◆ Task requirements: Find every line in the entries below that contains the word "wall", and copy each of those lines.

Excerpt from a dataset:
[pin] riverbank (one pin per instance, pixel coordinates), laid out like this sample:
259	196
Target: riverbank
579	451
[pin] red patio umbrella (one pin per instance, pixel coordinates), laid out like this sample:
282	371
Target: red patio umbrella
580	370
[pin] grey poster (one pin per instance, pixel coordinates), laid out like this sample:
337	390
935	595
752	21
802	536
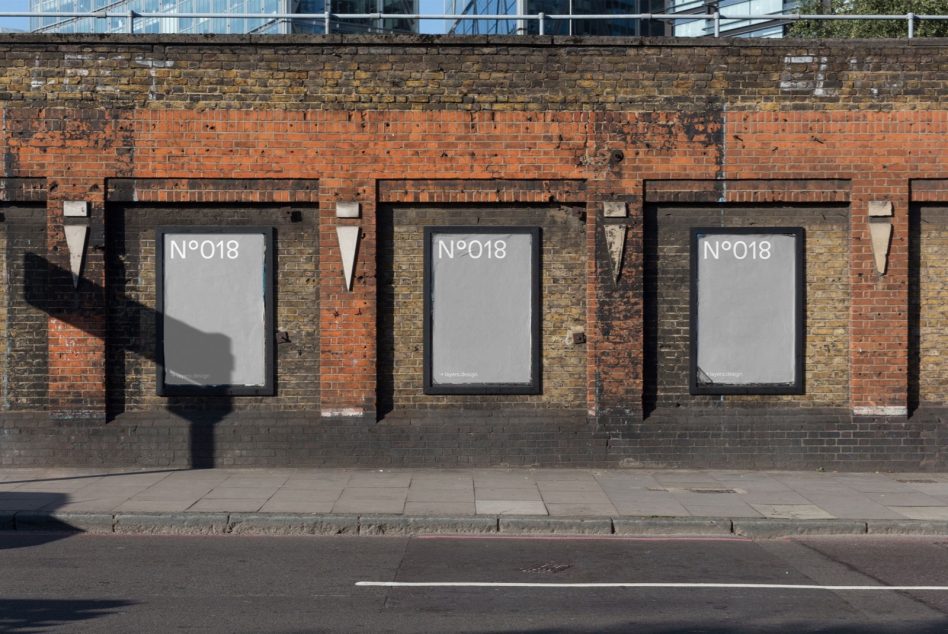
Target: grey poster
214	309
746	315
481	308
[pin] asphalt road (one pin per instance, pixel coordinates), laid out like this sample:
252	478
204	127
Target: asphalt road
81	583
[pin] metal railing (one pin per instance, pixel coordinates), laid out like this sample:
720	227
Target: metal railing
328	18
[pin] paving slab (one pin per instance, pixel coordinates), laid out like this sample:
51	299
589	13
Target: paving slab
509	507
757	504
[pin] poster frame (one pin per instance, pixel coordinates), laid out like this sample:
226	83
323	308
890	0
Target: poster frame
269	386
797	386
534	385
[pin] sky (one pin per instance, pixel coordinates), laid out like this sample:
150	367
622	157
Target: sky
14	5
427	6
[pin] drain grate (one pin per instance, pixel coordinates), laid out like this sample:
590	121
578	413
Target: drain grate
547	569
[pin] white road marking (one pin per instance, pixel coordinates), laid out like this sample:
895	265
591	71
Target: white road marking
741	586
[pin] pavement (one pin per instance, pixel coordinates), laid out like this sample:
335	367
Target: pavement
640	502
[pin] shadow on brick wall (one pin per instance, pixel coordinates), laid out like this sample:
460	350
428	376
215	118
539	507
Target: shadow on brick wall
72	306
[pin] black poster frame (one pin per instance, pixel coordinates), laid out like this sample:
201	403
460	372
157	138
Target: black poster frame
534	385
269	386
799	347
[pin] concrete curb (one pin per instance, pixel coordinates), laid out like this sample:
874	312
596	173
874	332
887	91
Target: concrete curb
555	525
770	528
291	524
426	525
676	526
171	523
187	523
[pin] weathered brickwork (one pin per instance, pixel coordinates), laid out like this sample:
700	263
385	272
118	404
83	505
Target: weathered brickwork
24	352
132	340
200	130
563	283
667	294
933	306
...
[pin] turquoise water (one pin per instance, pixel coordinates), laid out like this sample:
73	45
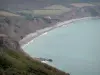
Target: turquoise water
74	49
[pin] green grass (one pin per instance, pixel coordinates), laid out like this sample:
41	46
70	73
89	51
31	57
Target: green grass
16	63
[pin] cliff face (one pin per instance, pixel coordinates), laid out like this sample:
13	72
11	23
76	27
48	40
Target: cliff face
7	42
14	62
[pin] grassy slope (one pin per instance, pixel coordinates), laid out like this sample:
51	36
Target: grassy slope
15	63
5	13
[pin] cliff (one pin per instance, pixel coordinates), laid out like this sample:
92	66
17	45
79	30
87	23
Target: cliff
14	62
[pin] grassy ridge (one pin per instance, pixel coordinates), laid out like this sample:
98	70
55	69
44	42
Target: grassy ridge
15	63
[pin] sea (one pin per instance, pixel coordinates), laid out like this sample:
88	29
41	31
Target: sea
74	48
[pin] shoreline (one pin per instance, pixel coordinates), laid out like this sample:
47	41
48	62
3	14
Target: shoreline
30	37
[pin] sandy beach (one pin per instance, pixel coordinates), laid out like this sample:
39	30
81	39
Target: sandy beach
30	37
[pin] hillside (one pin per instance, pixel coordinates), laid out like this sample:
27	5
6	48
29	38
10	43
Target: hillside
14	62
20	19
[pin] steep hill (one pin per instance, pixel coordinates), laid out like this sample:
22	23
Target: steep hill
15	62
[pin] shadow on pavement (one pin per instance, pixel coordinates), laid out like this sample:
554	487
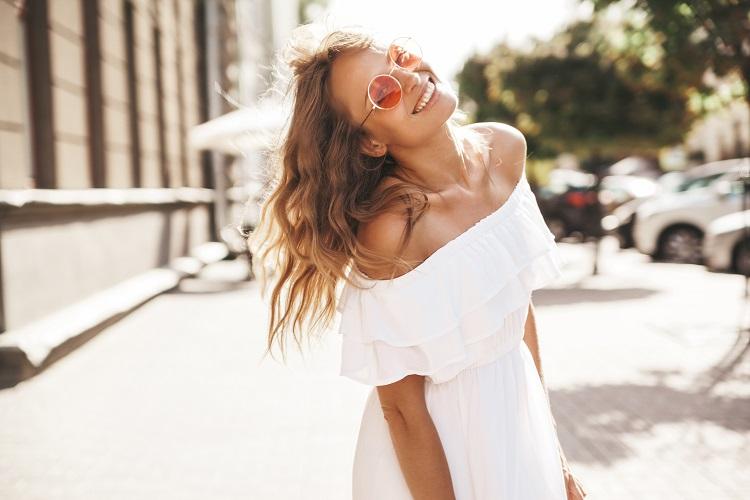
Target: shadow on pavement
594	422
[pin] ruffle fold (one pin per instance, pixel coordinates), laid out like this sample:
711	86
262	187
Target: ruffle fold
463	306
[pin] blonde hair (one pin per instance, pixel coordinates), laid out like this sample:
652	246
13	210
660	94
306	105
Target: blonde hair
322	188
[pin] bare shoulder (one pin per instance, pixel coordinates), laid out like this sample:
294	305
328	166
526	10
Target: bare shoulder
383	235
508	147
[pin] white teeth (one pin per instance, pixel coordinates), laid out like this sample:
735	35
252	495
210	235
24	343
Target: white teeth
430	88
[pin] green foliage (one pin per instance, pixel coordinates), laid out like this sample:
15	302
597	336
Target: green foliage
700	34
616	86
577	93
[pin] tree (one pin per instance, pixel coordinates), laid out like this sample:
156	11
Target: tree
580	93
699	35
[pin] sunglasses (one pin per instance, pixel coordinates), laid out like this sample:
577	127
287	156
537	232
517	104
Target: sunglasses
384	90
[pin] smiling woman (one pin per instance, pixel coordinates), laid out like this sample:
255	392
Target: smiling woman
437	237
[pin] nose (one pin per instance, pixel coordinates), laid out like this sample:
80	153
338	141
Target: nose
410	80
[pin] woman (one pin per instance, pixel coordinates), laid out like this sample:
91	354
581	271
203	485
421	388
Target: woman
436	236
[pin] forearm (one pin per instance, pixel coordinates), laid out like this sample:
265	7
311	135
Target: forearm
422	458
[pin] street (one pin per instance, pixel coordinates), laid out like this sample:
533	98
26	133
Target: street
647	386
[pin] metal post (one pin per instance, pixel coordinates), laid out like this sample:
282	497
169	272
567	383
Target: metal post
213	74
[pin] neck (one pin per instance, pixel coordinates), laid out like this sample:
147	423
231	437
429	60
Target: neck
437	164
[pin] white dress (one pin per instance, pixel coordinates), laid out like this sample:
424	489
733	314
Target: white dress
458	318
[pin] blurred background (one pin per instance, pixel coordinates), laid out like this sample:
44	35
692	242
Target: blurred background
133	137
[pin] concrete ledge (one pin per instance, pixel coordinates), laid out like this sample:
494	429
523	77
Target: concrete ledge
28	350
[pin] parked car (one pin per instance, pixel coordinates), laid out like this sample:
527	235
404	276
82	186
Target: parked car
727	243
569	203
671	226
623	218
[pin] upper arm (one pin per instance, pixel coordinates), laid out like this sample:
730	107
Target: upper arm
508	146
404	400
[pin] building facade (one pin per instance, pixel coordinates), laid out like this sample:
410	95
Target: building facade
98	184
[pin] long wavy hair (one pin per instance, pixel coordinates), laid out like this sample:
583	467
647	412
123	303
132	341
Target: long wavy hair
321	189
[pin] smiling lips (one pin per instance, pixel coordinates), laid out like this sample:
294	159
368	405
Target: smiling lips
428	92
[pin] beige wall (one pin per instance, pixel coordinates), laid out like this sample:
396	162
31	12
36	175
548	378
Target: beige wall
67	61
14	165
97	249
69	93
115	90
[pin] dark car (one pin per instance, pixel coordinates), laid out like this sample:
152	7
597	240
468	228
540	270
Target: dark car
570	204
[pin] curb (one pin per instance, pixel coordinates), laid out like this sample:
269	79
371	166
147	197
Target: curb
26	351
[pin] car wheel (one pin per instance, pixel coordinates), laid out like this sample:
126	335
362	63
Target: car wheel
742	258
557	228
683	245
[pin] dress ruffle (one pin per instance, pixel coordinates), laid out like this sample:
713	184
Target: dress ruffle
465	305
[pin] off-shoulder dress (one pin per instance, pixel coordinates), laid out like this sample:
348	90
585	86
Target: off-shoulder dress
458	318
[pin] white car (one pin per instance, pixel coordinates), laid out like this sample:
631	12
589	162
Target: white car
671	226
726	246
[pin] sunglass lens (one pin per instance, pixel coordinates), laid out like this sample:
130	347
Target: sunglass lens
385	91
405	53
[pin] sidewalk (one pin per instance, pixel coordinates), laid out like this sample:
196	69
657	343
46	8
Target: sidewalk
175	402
==
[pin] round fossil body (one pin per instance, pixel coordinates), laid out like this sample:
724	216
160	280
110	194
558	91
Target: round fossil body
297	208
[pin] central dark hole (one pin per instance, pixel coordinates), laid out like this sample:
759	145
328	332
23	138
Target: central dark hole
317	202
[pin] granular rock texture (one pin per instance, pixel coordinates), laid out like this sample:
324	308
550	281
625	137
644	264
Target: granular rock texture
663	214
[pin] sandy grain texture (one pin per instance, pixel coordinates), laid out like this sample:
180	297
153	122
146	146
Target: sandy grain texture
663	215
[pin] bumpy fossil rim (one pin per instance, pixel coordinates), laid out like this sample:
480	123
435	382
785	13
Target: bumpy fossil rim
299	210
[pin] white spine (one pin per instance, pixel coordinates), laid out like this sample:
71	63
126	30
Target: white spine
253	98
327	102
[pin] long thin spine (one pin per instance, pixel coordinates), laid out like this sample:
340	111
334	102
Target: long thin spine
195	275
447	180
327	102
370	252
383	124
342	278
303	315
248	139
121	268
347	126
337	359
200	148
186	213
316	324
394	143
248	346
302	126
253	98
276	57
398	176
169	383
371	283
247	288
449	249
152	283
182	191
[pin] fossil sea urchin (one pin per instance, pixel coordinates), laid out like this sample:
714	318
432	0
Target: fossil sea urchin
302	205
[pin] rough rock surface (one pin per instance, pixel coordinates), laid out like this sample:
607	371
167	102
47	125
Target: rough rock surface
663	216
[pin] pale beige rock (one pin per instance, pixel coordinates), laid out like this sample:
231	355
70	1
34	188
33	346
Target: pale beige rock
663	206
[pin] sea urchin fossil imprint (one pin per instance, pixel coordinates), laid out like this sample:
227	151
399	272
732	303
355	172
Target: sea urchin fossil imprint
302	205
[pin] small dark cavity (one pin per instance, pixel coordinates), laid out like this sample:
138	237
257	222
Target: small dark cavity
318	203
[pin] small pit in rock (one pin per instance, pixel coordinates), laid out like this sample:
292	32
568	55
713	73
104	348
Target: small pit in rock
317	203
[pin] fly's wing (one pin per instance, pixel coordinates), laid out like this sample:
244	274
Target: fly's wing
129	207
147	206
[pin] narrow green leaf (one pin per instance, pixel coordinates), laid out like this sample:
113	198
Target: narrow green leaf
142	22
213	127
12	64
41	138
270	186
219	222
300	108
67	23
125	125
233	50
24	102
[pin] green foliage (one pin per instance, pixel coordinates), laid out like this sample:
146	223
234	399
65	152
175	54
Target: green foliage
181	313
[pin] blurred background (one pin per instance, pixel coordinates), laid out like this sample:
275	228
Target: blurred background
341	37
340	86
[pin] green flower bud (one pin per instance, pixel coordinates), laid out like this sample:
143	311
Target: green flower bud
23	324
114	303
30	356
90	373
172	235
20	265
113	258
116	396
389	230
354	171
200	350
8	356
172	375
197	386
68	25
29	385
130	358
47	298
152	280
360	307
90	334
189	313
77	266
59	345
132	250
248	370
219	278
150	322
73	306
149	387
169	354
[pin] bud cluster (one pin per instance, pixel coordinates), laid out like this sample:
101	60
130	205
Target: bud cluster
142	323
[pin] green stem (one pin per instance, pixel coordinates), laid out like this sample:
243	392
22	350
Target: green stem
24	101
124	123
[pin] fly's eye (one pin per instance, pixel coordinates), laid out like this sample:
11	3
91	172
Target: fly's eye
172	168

◆ Output of the exercise:
[pin] shadow on brick wall (one pin per instance, pixel coordinates), laid out like this sample:
Target: shadow on brick wall
[pin] beige wall (one pin per instance, pixel coordinates), laid out like this sample:
Target: beige wall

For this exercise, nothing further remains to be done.